-- Instructions to follow --
Only the lines holding the word "striped" are wanted; copy each of them from the listing.

-- Input records --
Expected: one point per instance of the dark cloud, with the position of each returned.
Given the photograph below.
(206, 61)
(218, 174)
---
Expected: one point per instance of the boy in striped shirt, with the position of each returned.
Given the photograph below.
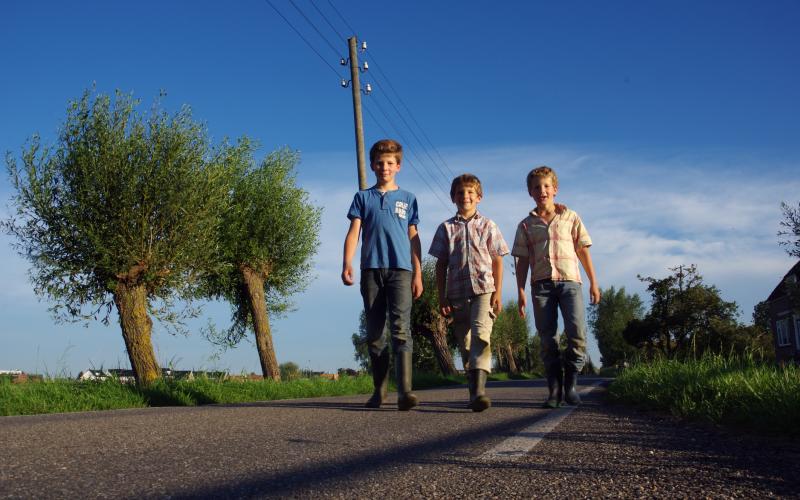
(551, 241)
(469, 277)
==
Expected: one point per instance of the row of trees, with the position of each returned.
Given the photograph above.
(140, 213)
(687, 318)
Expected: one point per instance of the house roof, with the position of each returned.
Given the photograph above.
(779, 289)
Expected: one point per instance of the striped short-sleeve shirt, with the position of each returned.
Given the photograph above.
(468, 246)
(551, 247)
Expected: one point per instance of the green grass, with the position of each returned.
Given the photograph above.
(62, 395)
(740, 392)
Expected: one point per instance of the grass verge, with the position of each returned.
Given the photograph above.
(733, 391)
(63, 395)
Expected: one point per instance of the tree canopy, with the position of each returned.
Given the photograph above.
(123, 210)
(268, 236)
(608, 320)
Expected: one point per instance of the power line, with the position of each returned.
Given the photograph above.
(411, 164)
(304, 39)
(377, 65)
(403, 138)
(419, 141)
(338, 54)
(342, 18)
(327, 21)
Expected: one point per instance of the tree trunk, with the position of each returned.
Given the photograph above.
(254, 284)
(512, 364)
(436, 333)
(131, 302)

-- Answer area --
Expected: one point per instance of the boy in striped shirt, with the position of each returned.
Expected: one point per instance of the striped short-sleeve shirt, with the position of each returned.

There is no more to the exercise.